[Dataset rows]
********

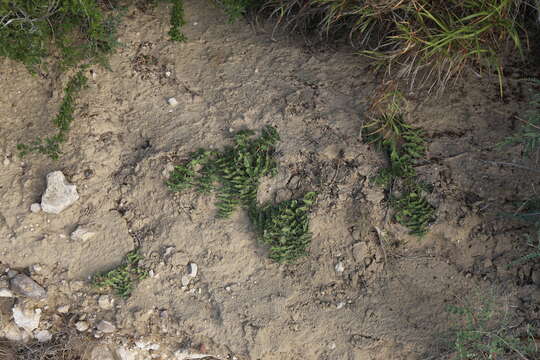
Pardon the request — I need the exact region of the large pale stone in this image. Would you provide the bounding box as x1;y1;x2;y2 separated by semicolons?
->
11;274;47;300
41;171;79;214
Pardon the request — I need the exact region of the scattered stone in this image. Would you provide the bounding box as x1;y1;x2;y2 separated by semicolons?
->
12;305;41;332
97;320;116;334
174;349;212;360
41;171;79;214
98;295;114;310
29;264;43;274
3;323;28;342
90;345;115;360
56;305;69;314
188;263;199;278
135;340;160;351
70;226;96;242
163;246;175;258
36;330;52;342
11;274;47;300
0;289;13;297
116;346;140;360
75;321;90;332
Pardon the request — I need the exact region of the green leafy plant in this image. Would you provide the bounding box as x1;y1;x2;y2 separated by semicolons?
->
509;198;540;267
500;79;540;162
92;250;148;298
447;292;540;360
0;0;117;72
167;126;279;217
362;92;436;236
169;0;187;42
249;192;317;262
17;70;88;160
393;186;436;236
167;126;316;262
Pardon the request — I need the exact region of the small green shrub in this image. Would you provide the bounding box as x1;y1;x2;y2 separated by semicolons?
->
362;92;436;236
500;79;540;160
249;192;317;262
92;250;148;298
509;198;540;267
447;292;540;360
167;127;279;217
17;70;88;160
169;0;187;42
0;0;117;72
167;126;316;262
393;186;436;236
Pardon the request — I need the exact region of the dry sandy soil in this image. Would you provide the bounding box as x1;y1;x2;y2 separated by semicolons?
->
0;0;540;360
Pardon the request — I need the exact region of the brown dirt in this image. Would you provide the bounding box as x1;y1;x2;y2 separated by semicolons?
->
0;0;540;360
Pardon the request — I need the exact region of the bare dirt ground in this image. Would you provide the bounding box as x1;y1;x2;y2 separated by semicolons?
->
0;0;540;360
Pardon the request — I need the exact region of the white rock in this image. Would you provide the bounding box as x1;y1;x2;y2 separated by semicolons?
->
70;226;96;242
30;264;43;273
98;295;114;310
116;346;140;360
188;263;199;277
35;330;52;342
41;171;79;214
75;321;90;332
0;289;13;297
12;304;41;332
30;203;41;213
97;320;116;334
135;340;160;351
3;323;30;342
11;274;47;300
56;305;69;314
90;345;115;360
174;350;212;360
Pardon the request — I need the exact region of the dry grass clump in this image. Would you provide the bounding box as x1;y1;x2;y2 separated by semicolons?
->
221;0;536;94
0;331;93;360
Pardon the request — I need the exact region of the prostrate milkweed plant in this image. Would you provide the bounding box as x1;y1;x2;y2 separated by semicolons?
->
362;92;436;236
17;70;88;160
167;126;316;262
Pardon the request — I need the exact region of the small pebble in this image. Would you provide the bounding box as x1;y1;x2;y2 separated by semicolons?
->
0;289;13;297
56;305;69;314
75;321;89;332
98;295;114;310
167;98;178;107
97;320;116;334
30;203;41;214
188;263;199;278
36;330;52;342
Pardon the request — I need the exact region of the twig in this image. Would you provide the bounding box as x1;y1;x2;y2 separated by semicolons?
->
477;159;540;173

********

* **Aim of the task**: Give the lines from the one containing "the small pebble" through the end of the rows above as a numbered list, omitting any blank lines.

* **Final answer**:
1. Pardon the request — I need the exact region of the small pebble in this image. Would you provide the bounding box as x1;y1;x2;y2 separated by semicolons?
2. ->
3. 0;289;13;297
4. 56;305;69;314
5. 75;321;89;332
6. 98;295;114;310
7. 167;98;178;107
8. 97;320;116;334
9. 30;203;41;214
10. 188;263;199;278
11. 36;330;52;342
12. Pardon the request — I need the exact region of the twig in this image. Would you provide the bounding box as x1;y1;x2;y2 separated by semicolons?
13. ->
14. 477;159;540;173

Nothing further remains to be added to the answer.